Extracted text:
===============

Cortical haemodynamic response measured by functional near infrared spectroscopy during a verbal fluency task in patients with major depression and borderline personality disorder.
EBioMedicine. 2019 Dec 23;51:102586
Authors: Husain SF, Tang TB, Yu R, Tam WW, Tran B, Quek TT, Hwang SH, Chang CW, Ho CS, Ho RC
BACKGROUND: Functional near infrared spectroscopy (fNIRS) provides a direct and quantitative assessment of cortical haemodynamic function during a cognitive task. This functional neuroimaging modality may be used to elucidate the pathophysiology of psychiatric disorders, and identify neurophysiological differences between co-occurring psychiatric disorders. However, fNIRS research on borderline personality disorder (BPD) has been limited. Hence, this study aimed to compare cerebral haemodynamic function in healthy controls (HC), patients with major depressive disorder (MDD) and patients with BPD.
METHODS: fNIRS signals during a verbal fluency task designed for clinical assessment was recorded for all participants. Demographics, clinical history and symptom severity were also noted.
FINDINGS: Compared to HCs (n = 31), both patient groups (MDD, n = 31; BPD, n = 31) displayed diminished haemodynamic response in the frontal, temporal and parietal cortices. Moreover, haemodynamic response in the right frontal cortex is markedly lower in patients with MDD compared to patients with BPD.
INTERPRETATION: Normal cortical function in patients with BPD is disrupted, but not as extensively as in patients with MDD. These results provide further neurophysiological evidence for the distinction of patients with MDD from patients with BPD.

===============

Data:
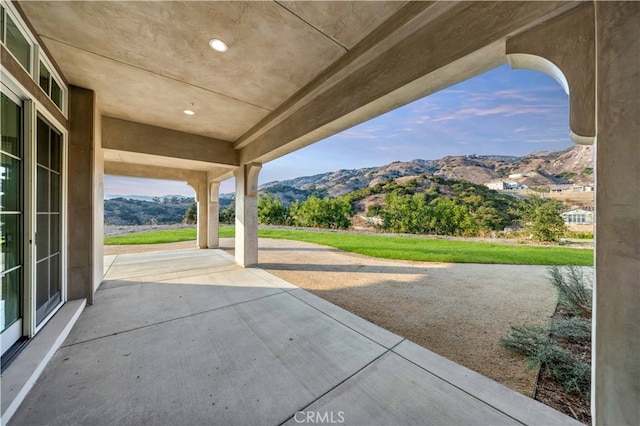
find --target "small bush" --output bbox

===============

Aim of the exercise:
Answer these questions from the abstract on cortical haemodynamic response:
(a) During what kind of task were the fNIRS signals recorded?
(b) How many participants were in each of the three groups?
(c) In which cortical region was the haemodynamic response markedly lower in patients with MDD than in patients with BPD?
The listing has no connection to the abstract on cortical haemodynamic response in depression and borderline personality disorder.

Expected answer:
(a) A verbal fluency task designed for clinical assessment.
(b) 31 in each group (healthy controls, MDD and BPD).
(c) The right frontal cortex.